*** Opening of Material to process ***
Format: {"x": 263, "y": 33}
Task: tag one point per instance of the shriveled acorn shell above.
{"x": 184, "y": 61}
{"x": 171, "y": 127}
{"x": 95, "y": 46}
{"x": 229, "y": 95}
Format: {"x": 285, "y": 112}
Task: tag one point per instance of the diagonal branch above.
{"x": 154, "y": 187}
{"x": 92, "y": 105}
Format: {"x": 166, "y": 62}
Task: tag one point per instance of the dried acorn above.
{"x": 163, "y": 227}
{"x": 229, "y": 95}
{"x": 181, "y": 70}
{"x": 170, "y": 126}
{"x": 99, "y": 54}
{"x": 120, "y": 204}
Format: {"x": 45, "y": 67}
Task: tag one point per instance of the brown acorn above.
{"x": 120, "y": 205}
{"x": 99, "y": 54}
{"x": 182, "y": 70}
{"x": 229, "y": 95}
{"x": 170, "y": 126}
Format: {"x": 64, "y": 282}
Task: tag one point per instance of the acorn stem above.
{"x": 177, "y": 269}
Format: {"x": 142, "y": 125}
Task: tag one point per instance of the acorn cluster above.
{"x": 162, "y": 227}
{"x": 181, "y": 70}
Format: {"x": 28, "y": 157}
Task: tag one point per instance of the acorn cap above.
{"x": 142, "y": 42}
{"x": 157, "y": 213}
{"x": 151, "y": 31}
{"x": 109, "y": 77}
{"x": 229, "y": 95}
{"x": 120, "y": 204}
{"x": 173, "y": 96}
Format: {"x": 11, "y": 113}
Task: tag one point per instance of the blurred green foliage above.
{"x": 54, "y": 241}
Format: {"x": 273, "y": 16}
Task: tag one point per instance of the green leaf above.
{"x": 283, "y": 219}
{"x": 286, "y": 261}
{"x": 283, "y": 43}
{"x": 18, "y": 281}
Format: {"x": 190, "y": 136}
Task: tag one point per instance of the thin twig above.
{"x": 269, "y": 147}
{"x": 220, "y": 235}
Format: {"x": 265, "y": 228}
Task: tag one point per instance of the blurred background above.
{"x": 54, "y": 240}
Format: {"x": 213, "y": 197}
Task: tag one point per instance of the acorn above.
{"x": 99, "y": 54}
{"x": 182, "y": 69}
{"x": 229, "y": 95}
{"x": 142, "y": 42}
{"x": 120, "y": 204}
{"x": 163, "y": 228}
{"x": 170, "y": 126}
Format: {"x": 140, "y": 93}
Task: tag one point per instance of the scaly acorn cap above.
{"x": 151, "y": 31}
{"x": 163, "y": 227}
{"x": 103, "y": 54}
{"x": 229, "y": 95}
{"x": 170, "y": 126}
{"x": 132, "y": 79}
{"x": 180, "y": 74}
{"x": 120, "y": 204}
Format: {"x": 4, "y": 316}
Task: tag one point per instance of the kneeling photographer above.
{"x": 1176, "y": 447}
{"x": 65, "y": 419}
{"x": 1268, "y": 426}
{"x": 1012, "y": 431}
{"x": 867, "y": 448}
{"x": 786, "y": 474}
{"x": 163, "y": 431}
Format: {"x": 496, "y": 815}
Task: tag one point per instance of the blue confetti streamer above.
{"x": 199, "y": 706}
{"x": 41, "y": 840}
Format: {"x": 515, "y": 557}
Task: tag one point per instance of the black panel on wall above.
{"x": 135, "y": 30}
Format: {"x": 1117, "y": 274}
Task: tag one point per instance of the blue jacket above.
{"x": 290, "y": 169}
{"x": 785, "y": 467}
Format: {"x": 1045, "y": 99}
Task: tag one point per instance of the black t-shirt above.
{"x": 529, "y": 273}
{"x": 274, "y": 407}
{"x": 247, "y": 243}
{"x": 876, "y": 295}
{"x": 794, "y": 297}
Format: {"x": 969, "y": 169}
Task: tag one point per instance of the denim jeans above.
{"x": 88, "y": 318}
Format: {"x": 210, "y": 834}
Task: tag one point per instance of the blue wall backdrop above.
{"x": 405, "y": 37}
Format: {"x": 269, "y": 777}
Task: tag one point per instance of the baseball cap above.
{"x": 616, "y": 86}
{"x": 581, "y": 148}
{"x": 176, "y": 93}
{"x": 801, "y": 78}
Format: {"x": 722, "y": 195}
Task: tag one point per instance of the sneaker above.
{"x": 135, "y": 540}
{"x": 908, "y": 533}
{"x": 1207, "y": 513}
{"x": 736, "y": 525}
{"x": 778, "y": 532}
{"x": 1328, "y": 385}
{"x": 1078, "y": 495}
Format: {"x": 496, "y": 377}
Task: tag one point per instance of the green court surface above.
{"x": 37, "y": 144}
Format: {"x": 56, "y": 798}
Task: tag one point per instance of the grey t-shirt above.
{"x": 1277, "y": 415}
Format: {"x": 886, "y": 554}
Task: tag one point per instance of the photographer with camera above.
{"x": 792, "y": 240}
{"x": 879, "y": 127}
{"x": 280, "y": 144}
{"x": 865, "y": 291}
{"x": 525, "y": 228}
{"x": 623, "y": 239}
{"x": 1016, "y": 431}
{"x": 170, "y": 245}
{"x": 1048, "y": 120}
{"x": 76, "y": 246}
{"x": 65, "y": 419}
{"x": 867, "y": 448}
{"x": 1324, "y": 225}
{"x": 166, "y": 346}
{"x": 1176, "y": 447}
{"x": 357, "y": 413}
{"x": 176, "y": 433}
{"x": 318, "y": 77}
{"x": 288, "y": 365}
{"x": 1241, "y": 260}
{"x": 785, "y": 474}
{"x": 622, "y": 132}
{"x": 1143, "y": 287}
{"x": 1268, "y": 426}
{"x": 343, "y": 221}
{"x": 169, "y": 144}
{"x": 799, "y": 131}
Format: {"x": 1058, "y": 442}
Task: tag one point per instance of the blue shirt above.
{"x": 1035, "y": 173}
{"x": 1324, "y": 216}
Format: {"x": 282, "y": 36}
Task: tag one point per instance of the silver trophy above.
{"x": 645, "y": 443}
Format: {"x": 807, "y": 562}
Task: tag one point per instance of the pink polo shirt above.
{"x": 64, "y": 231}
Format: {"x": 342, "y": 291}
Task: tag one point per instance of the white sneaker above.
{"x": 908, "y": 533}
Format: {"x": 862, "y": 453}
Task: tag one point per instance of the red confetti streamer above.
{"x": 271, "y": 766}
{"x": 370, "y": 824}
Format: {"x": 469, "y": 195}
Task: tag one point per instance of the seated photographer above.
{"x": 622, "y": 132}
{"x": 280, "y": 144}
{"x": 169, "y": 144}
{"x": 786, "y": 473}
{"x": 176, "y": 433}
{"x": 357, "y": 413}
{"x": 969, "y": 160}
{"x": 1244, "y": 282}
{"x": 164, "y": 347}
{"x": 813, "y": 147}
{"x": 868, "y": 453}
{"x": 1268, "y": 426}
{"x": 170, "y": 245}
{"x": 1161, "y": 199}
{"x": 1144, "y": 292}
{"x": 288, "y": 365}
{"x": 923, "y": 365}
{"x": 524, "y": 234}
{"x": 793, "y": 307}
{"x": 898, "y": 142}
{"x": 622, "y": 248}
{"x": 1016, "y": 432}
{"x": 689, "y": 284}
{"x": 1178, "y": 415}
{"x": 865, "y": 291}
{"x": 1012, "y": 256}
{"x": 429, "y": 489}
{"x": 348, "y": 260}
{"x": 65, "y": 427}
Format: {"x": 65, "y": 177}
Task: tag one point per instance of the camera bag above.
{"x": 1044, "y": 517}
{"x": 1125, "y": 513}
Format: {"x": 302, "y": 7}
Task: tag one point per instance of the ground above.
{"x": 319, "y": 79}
*** Close of Material to process ***
> _Task item_
Transcribe the data above completely and exactly.

> _Task output_
Format: {"x": 263, "y": 33}
Task: tag one point per instance of the shriveled acorn shell above.
{"x": 184, "y": 61}
{"x": 171, "y": 127}
{"x": 95, "y": 46}
{"x": 229, "y": 95}
Format: {"x": 285, "y": 112}
Task: tag one point per instance of the diagonal branch above.
{"x": 154, "y": 187}
{"x": 92, "y": 105}
Format: {"x": 166, "y": 62}
Task: tag one point per instance of the dried acorn above.
{"x": 163, "y": 227}
{"x": 229, "y": 95}
{"x": 181, "y": 70}
{"x": 170, "y": 126}
{"x": 99, "y": 54}
{"x": 120, "y": 204}
Format: {"x": 45, "y": 67}
Task: tag one point per instance of the brown acorn above.
{"x": 120, "y": 205}
{"x": 99, "y": 54}
{"x": 182, "y": 70}
{"x": 229, "y": 95}
{"x": 170, "y": 126}
Format: {"x": 64, "y": 282}
Task: tag one point per instance of the acorn stem above.
{"x": 177, "y": 269}
Format: {"x": 142, "y": 125}
Task: tag one point per instance of the acorn cluster above.
{"x": 162, "y": 227}
{"x": 181, "y": 70}
Format: {"x": 28, "y": 157}
Task: tag one point per instance of the acorn cap above.
{"x": 142, "y": 42}
{"x": 157, "y": 213}
{"x": 151, "y": 31}
{"x": 109, "y": 77}
{"x": 229, "y": 95}
{"x": 120, "y": 204}
{"x": 173, "y": 96}
Format: {"x": 11, "y": 113}
Task: tag one point per instance of the blurred green foliage above.
{"x": 54, "y": 241}
Format: {"x": 273, "y": 16}
Task: tag one point per instance of the green leaf above.
{"x": 283, "y": 219}
{"x": 286, "y": 261}
{"x": 283, "y": 43}
{"x": 18, "y": 281}
Format: {"x": 190, "y": 136}
Task: tag one point per instance of the thin twig above.
{"x": 269, "y": 147}
{"x": 220, "y": 235}
Format: {"x": 265, "y": 228}
Task: tag one point per instance of the blurred background above.
{"x": 54, "y": 240}
Format: {"x": 213, "y": 197}
Task: tag one point per instance of the acorn above.
{"x": 99, "y": 54}
{"x": 182, "y": 69}
{"x": 229, "y": 95}
{"x": 142, "y": 42}
{"x": 120, "y": 204}
{"x": 163, "y": 228}
{"x": 170, "y": 126}
Format: {"x": 140, "y": 93}
Task: tag one point per instance of the scaly acorn cap above.
{"x": 151, "y": 31}
{"x": 163, "y": 227}
{"x": 103, "y": 54}
{"x": 229, "y": 95}
{"x": 170, "y": 126}
{"x": 132, "y": 79}
{"x": 180, "y": 74}
{"x": 120, "y": 204}
Format: {"x": 4, "y": 316}
Task: tag one point per instance of the kneeling photographer above.
{"x": 1176, "y": 447}
{"x": 65, "y": 419}
{"x": 1268, "y": 426}
{"x": 1012, "y": 431}
{"x": 867, "y": 448}
{"x": 786, "y": 474}
{"x": 163, "y": 431}
Format: {"x": 496, "y": 815}
Task: tag one point per instance of the blue confetti streamer above.
{"x": 199, "y": 706}
{"x": 41, "y": 840}
Format: {"x": 515, "y": 557}
Task: tag one point per instance of the black panel on wall above.
{"x": 135, "y": 30}
Format: {"x": 1117, "y": 274}
Task: tag one point per instance of the blue jacket above.
{"x": 290, "y": 169}
{"x": 785, "y": 467}
Format: {"x": 1045, "y": 99}
Task: tag one point per instance of the black t-shirt above.
{"x": 529, "y": 273}
{"x": 274, "y": 407}
{"x": 247, "y": 243}
{"x": 876, "y": 295}
{"x": 794, "y": 297}
Format: {"x": 969, "y": 169}
Task: tag one point per instance of the denim jeans above.
{"x": 88, "y": 318}
Format: {"x": 210, "y": 834}
Task: tag one point per instance of the blue wall backdrop above.
{"x": 405, "y": 37}
Format: {"x": 269, "y": 777}
Task: tag one point per instance of the baseball cap above.
{"x": 616, "y": 86}
{"x": 581, "y": 148}
{"x": 176, "y": 93}
{"x": 801, "y": 78}
Format: {"x": 722, "y": 195}
Task: tag one point per instance of the sneaker above.
{"x": 135, "y": 540}
{"x": 908, "y": 533}
{"x": 1207, "y": 513}
{"x": 736, "y": 525}
{"x": 778, "y": 532}
{"x": 1328, "y": 385}
{"x": 1078, "y": 495}
Format: {"x": 496, "y": 377}
Task: tag one point per instance of the green court surface above.
{"x": 37, "y": 144}
Format: {"x": 56, "y": 798}
Task: tag one point per instance of the grey t-shirt above.
{"x": 1277, "y": 415}
Format: {"x": 886, "y": 554}
Task: tag one point per instance of the photographer with camera above.
{"x": 792, "y": 240}
{"x": 879, "y": 127}
{"x": 280, "y": 144}
{"x": 865, "y": 291}
{"x": 525, "y": 228}
{"x": 623, "y": 239}
{"x": 1016, "y": 431}
{"x": 170, "y": 245}
{"x": 1048, "y": 120}
{"x": 76, "y": 246}
{"x": 65, "y": 419}
{"x": 867, "y": 448}
{"x": 1324, "y": 225}
{"x": 166, "y": 346}
{"x": 1176, "y": 447}
{"x": 357, "y": 413}
{"x": 176, "y": 433}
{"x": 318, "y": 77}
{"x": 288, "y": 365}
{"x": 1241, "y": 260}
{"x": 785, "y": 474}
{"x": 622, "y": 132}
{"x": 1143, "y": 287}
{"x": 1268, "y": 426}
{"x": 343, "y": 221}
{"x": 169, "y": 144}
{"x": 799, "y": 131}
Format: {"x": 1058, "y": 442}
Task: tag one point per instance of the blue shirt above.
{"x": 1035, "y": 173}
{"x": 1324, "y": 216}
Format: {"x": 282, "y": 36}
Task: tag one point per instance of the silver trophy above.
{"x": 645, "y": 443}
Format: {"x": 807, "y": 562}
Task: tag one point per instance of the pink polo shirt above.
{"x": 64, "y": 231}
Format: {"x": 342, "y": 291}
Task: tag one point per instance of the white sneaker above.
{"x": 908, "y": 533}
Format: {"x": 862, "y": 453}
Task: tag one point per instance of the red confetti streamer above.
{"x": 271, "y": 766}
{"x": 370, "y": 824}
Format: {"x": 469, "y": 195}
Task: tag one point per instance of the seated photographer above.
{"x": 622, "y": 132}
{"x": 280, "y": 144}
{"x": 169, "y": 144}
{"x": 786, "y": 473}
{"x": 176, "y": 433}
{"x": 357, "y": 413}
{"x": 969, "y": 160}
{"x": 1244, "y": 282}
{"x": 164, "y": 347}
{"x": 813, "y": 147}
{"x": 868, "y": 453}
{"x": 1268, "y": 426}
{"x": 170, "y": 245}
{"x": 1161, "y": 199}
{"x": 1144, "y": 292}
{"x": 288, "y": 365}
{"x": 923, "y": 365}
{"x": 524, "y": 234}
{"x": 793, "y": 307}
{"x": 898, "y": 142}
{"x": 622, "y": 248}
{"x": 1016, "y": 432}
{"x": 689, "y": 284}
{"x": 1178, "y": 415}
{"x": 865, "y": 291}
{"x": 1012, "y": 256}
{"x": 429, "y": 489}
{"x": 348, "y": 260}
{"x": 65, "y": 427}
Format: {"x": 65, "y": 177}
Task: tag one point per instance of the camera bag above.
{"x": 1044, "y": 517}
{"x": 1125, "y": 513}
Format: {"x": 302, "y": 7}
Task: tag one point per instance of the ground above.
{"x": 319, "y": 79}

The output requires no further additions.